··· Lesetext ···

Die Freude ist russisch.

Foto: apa/afp/ KUDRYAVTSEV

Pyeongchang – Das Team der Olympischen Athleten aus Russland (OAR) hat bei den Winterspielen in Südkorea in einem dramatischen Eishockey-Finale gegen Deutschland Gold geholt. Der Turnierfavorit besiegte das Überraschungsteam am Samstag in Gangneung 4:3 nach Verlängerung (1:0,0:1,2:2 – 1:0). Das Goldtor für die unter neutraler Flagge spielenden Russen erzielte Kirill Kaprisow in der 70. Minute im Powerplay.

Die Schlussphase war an Dramatik kaum mehr zu überbieten. Deutschland war in der 57. Minute durch Jonas Müller erstmals in Führung gegangen, ehe Nikita Gusew die Russen 55 Sekunden vor dem Ende der regulären Spielzeit in Unterzahl in die Verlängerung rettete.

Erster Olympiasieg seit 1992

Für die Russen war es der erste Olympiasieg seit 1992, damals nach dem Zerfall der Sowjetunion noch als GUS. Deutschland, das davor sensationell Weltmeister Schweden und noch überraschender Titelverteidiger Kanada ausgeschaltet hatte, holte in Südkorea die erste olympische Medaille seit Bronze 1976 in Innsbruck. Für die wegen des Sotschi-Dopingskandals dezimierten Russen war es in Pyeongchang das erst zweite Gold.

Das deutsche Team kämpfte gegen die russischen KHL-Stars um Pawel Dazjuk und Ilja Kowaltschuk bravourös, doch am Ende reichte es nicht zur Vollendung einer der größten Sensationen in der Olympiageschichte. Wjatscheslaw Wojnow (20. Minute), Nikita Gusew (54./60.) und Kaprisow schossen die Russen zum neunten Olympiasieg.

Sekunden fehlten zur Sensation

Felix Schütz erzielte im zweiten Abschnitt das zwischenzeitliche 1:1 (30.), bis zum Ende blieb das Endspiel tatsächlich ausgeglichen. Dominik Kahun (54.) traf in einem wahren Thriller nur zehn Sekunden nach der neuerlichen Führung des Favoriten erneut zum verdienten Ausgleich, ehe Müller sogar die erstmalige Führung für den Außenseiter erzielte. Russland rettete sich aber in die Verlängerung und kam schlussendlich auch noch zum verdienten Sieg.

··· Vorliegende Einträge ···

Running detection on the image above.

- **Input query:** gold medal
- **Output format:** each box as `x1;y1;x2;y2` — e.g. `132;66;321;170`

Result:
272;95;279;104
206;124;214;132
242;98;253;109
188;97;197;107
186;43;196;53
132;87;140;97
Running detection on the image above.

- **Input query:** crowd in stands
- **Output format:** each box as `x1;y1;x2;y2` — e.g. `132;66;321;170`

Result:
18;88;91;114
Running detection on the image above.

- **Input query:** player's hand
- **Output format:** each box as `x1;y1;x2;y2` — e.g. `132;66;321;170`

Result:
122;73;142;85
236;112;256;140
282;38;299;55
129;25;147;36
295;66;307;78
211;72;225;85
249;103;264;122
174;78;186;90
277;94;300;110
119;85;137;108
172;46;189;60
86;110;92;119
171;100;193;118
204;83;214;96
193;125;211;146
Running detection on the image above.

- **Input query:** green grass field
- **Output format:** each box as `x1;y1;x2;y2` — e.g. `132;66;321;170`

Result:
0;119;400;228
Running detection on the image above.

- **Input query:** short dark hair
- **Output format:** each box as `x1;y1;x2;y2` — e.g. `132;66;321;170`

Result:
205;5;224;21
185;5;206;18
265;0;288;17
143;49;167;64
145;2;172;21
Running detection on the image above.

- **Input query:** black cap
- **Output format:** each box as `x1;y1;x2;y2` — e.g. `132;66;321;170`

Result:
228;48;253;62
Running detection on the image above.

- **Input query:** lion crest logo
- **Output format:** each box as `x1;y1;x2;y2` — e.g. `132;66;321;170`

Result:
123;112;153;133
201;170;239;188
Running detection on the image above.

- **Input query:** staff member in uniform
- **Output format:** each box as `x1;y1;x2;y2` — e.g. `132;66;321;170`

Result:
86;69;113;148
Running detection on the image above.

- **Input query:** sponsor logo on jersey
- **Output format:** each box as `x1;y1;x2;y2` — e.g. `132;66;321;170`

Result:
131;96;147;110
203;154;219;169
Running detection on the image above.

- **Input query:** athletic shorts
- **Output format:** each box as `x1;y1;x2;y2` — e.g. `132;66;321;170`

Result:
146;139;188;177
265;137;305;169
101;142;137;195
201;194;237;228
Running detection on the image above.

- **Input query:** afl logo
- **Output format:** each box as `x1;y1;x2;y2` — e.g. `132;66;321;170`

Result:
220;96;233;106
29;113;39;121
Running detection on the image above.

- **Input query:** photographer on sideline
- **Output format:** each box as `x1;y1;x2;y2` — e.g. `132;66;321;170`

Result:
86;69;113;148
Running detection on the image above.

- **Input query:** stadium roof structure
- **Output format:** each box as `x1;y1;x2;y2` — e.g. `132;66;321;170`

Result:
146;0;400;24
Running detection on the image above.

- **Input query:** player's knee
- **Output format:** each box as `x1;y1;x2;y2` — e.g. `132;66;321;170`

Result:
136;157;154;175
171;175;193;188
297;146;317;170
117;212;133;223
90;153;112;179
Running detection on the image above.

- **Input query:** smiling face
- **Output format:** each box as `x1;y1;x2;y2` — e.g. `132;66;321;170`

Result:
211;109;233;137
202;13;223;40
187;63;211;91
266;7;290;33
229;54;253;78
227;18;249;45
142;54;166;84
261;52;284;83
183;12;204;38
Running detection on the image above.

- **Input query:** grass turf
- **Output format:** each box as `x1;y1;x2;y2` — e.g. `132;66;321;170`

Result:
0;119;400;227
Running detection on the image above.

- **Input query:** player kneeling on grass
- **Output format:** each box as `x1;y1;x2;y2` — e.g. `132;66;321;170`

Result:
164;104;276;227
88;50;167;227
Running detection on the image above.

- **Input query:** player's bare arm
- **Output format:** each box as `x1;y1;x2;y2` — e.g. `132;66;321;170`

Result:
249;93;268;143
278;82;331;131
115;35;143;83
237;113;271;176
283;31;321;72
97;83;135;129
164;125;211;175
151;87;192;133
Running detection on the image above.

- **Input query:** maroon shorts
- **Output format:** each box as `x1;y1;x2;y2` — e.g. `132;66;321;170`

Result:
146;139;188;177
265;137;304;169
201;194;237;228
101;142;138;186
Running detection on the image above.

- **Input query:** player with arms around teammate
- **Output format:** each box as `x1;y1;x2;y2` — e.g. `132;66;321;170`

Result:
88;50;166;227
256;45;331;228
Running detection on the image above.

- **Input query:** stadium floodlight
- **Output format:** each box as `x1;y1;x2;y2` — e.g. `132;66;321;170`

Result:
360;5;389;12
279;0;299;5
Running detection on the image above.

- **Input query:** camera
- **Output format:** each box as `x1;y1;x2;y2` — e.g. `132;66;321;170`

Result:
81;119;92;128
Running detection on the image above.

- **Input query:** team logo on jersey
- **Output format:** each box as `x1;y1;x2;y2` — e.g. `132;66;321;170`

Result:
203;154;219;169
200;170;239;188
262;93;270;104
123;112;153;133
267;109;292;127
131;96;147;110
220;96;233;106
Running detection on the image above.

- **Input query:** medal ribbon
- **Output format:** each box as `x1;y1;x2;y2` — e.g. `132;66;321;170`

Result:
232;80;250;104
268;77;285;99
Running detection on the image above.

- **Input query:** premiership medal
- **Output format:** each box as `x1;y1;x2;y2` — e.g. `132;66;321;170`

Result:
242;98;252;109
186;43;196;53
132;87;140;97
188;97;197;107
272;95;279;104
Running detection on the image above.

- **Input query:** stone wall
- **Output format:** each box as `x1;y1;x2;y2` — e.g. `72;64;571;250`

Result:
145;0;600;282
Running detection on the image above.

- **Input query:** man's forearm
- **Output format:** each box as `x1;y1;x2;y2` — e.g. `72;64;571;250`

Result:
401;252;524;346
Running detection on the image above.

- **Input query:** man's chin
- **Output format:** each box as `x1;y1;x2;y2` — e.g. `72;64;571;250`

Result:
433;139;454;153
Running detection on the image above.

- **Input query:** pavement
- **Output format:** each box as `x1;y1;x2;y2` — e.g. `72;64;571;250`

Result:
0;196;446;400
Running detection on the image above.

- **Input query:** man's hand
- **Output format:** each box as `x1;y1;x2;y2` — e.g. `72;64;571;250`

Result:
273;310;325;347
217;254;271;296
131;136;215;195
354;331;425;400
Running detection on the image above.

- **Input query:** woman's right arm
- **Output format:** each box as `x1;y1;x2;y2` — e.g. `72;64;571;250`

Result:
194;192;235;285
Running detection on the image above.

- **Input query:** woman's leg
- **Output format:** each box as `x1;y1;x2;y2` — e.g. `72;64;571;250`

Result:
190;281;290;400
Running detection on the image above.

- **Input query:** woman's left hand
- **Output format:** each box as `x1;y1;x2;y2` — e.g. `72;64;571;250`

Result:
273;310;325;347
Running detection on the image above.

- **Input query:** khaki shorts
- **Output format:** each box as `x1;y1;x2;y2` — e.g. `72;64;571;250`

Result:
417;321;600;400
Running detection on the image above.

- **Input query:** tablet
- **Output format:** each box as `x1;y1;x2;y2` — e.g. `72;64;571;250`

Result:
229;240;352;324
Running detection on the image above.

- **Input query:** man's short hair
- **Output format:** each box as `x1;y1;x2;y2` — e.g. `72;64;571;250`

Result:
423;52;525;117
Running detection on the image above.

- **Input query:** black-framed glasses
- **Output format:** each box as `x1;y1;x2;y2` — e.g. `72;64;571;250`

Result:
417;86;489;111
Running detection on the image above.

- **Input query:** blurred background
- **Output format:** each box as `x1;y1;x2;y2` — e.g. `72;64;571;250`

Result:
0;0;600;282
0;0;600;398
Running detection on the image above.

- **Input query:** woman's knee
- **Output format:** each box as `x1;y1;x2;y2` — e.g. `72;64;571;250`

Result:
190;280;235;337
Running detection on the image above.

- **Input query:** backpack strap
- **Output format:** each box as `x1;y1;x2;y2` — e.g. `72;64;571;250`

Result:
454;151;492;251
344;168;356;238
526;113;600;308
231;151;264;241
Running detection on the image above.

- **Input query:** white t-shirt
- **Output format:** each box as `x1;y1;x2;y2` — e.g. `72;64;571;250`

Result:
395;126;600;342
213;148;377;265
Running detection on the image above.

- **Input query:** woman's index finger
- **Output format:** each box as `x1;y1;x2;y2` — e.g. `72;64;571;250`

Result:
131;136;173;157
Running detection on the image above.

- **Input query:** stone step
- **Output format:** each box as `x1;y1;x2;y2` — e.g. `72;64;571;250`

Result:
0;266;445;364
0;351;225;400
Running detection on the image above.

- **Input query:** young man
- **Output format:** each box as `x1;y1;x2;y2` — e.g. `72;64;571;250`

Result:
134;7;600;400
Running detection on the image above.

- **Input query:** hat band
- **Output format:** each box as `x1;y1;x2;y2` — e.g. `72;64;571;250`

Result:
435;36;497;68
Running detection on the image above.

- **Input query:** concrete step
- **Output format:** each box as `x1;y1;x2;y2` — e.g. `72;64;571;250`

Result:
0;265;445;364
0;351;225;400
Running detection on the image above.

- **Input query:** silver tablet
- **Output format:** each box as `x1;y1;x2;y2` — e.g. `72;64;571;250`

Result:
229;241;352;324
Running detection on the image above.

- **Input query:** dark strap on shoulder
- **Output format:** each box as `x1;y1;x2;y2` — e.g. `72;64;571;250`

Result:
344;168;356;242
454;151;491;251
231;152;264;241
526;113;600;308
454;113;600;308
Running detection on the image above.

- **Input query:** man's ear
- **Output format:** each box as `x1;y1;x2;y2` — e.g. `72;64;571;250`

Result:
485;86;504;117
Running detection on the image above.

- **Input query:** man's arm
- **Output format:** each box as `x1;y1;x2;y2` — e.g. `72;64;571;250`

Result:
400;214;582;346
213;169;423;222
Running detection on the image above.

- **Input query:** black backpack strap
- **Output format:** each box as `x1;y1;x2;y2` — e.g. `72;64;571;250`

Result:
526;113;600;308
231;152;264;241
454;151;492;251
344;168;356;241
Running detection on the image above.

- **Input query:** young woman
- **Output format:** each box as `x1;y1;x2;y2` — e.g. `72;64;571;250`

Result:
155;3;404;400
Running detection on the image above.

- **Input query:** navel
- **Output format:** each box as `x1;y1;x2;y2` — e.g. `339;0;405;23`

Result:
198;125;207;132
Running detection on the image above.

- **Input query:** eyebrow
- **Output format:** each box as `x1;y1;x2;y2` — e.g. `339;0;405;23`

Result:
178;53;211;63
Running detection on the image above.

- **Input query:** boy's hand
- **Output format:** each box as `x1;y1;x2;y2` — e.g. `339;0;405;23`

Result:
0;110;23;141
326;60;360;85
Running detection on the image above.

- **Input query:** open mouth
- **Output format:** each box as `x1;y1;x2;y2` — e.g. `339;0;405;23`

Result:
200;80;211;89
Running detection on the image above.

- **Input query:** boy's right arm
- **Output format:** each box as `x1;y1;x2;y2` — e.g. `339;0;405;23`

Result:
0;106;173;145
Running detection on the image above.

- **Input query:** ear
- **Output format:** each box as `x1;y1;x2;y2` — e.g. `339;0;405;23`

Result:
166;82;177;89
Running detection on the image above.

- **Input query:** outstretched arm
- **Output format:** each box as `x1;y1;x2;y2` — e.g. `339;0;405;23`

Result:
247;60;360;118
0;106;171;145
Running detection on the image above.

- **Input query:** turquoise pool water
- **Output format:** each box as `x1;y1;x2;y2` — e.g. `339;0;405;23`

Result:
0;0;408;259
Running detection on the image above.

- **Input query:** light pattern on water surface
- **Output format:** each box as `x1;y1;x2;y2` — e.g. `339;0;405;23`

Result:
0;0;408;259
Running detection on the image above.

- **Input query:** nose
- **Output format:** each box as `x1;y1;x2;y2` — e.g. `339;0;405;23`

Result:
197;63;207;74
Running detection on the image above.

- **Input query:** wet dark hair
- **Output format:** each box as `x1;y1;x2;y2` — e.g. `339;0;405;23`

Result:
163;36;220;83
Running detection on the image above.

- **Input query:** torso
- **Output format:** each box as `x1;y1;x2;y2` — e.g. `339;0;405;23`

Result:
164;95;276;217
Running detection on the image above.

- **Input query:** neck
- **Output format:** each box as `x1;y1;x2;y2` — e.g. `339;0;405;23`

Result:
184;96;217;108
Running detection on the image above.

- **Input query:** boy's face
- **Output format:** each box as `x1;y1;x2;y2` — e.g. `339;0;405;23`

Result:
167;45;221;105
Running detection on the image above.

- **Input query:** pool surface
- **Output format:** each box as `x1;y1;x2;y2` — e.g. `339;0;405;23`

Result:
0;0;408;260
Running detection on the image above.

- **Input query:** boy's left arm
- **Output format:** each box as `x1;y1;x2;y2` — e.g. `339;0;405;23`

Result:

···

__Aufgabenstellung__:
a) Beantworte diese Fragen zum Bericht über das olympische Eishockey-Finale:
(i) In welcher Minute erzielte Kirill Kaprisow das Goldtor?
(ii) Welche Medaille gewann Deutschland zuletzt vor diesem Turnier bei Olympia, und wo?
(iii) Wer traf im zweiten Abschnitt zum zwischenzeitlichen 1:1?
b) Nenne alle Spieler, die laut dem Bericht über das olympische Eishockey-Finale in diesem Spiel ein Tor erzielten.
c) Greif den Bericht über das olympische Eishockey-Finale an seinem Ende auf und schreib ihn weiter.

__Die Antworten__:
a)
(i) In der 70. Minute.
(ii) Bronze 1976 in Innsbruck.
(iii) Felix Schütz.

b) Wjatscheslaw Wojnow, Nikita Gusew, Kirill Kaprisow, Felix Schütz, Dominik Kahun, Jonas Müller

c)
Pawel Dazjuk mauserte sich mit dem Erfolg zum 28. Mitglied im sogenannten "Triple Gold Club" – jenem exklusiven Kreis von Eishockey-Profis, die in ihrer Karriere mindestens je einmal Olympiasieger, Weltmeister und Stanley-Cup-Sieger geworden sind. Der Stürmer erfüll nun auch das letzte Kriterium. Den Stanley Cup gewann er 2002 und 2008 mit den Detroit Red Wings, den WM-Titel mit Russland 2012.

Hymnen-Gate

Bei der Siegerehrung stimmten die russischen Spieler dann verbotenerweise ihre Nationalhymne an. Die Russen sangen während des Abspielens der Olympischen Hymne ihre eigene, das ist ihnen aufgrund der Sanktionen des Internationalen Olympischen Komitees (IOC) wegen des Dopingskandals von Sotschi 2014 als neutralen Athleten eigentlich nicht erlaubt.

Die drittplatzierten Kanadier glänzent bei der Zeremonie durch Abwesenheit. (APA, red, 25.2. 2018)

Final-Ergebnis:

OA Russland – Deutschland 4:3 n.V. (1:0,0:1,2:2 – 1:0).

Tore: Woinow (20.), Gusew (54., 60./SH), Kaprizow (70./PP) bzw. Schutz (30.), Kahun (54.), Müller (57.)

3. Kanada, 4. Tschechien

Reaktionen

Oleg Snarok (OAR/Teamchef): "Das war das wichtigste Spiel meines Lebens. Ich war sehr nervös, wollte das aber nicht zeigen. Präsident Putin hat mich nach dem Finale angerufen und mir gratuliert. Wir dienen dem Wohle Russlands."

Kirill Kaprizow (OAR/Schütze des entscheidenden Tores): "Dieses Team wird unserem Land immer in Erinnerung bleiben."

Ilja Kowaltschuk (OAR): "Das war das verrückteste Spiel überhaupt. Kurz vor dem Ende der regulären Spielzeit habe ich nicht mehr daran geglaubt, dass wir noch Gold holen."

Marco Sturm (GER/Teamchef): "Es ist hart. Wir waren nah dran. Aber trotzdem dürfen die Jungs nicht vergessen, sie bringen Silber heim nach Deutschland. Das werde ich mein Leben lang nicht vergessen. Heute war es einfach bitter. Aber der Stolz überwiegt."

Danny aus den Birken (GER/Goalie): "Hat ihnen schon mal jemand ins Herz gestochen? So fühlt sich das an."